**Task description:** All of the records listed below should be retyped exactly.

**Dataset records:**
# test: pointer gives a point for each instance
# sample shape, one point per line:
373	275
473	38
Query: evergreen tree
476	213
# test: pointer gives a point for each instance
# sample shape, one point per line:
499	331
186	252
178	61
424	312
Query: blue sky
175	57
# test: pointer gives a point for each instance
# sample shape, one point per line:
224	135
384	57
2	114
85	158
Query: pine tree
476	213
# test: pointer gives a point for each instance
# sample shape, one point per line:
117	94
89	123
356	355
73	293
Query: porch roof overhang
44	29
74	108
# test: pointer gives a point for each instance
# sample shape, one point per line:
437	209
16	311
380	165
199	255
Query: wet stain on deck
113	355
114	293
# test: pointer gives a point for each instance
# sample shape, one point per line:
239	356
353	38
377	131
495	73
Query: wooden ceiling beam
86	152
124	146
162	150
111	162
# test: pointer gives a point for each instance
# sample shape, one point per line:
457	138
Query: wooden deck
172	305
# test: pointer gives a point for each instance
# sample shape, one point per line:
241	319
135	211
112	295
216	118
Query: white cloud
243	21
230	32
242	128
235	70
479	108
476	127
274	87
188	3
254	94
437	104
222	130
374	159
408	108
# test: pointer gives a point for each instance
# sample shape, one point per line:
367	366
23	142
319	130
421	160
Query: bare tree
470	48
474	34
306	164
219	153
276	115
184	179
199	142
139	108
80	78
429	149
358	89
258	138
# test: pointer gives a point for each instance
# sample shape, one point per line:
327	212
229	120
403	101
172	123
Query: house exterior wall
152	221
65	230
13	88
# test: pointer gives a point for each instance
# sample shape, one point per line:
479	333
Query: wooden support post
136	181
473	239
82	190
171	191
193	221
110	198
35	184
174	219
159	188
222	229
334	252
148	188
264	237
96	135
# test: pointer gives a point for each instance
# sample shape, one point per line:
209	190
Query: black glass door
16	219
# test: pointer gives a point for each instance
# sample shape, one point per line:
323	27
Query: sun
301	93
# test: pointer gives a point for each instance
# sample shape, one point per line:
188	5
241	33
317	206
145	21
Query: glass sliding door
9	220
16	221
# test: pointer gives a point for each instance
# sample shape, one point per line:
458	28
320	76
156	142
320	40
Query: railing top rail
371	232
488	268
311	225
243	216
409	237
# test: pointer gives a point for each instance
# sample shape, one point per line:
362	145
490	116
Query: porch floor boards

**Response:**
# test: pointer gives a point for each instance
# sample shape, one point per line:
373	275
473	38
Query: evergreen tree
476	213
# test: pointer gives a point for each instance
# sample shape, one point per line:
499	331
186	252
178	61
424	312
Query: blue sky
175	57
# test: pointer gives a point for each instance
# sample shape, one point per line:
224	135
384	57
2	114
85	158
Query: pine tree
476	213
# test: pointer gives a point for each instance
# sample shape, one point per line:
117	94
89	123
356	355
73	293
Query: porch roof overhang
44	29
74	108
# test: pointer gives a point for each instance
# sample shape, one point per line:
437	209
16	311
380	165
199	255
Query: wet stain on deck
113	355
114	293
# test: pointer gives a point for each instance
# sample shape, one point per line:
239	356
353	38
377	131
495	73
Query: wooden ceiling beam
86	152
124	146
162	150
111	162
# test: pointer gives a point for each instance
# sample shape, one point per line:
457	138
Query: wooden deck
172	305
# test: pointer gives a point for each instance
# sample shape, one point per line:
241	319
135	211
112	295
216	118
Query: white cloud
243	21
230	32
242	128
235	70
479	108
476	127
274	87
188	3
254	94
437	104
222	130
374	159
408	108
# test: pointer gives a point for each instance
# sample shape, one point per line:
367	366
23	142
319	130
421	160
Query: bare tree
470	48
474	34
306	164
219	153
276	115
184	179
199	142
139	108
80	78
429	149
358	89
258	138
# test: pointer gives a point for each instance
# sample shape, one point per line:
327	212
229	120
403	101
172	123
Query: house exterior wall
152	221
65	230
13	88
# test: pointer gives a point for each instance
# sample shape, one point per line:
479	333
Query: wooden support post
136	181
473	239
82	190
171	191
193	221
110	198
35	184
174	219
159	188
222	229
334	252
148	188
264	237
96	135
# test: pointer gives a point for each instance
# sample shape, one point per line:
209	190
Query: black glass door
16	219
# test: pointer gives a point for each instance
# sample shape, one point per line:
323	27
Query: sun
301	93
# test: pointer gives a point for each instance
# sample shape, one point per line:
188	5
241	33
317	206
145	21
Query: glass sliding door
9	220
16	221
# test: pointer gives a point for each instance
# sample shape, one point per line:
458	28
320	76
156	142
320	40
Query: railing top rail
371	232
488	268
311	225
243	216
409	237
# test: pointer gives a point for each instance
# sample shape, one point per line:
362	145
490	116
Query: porch floor boards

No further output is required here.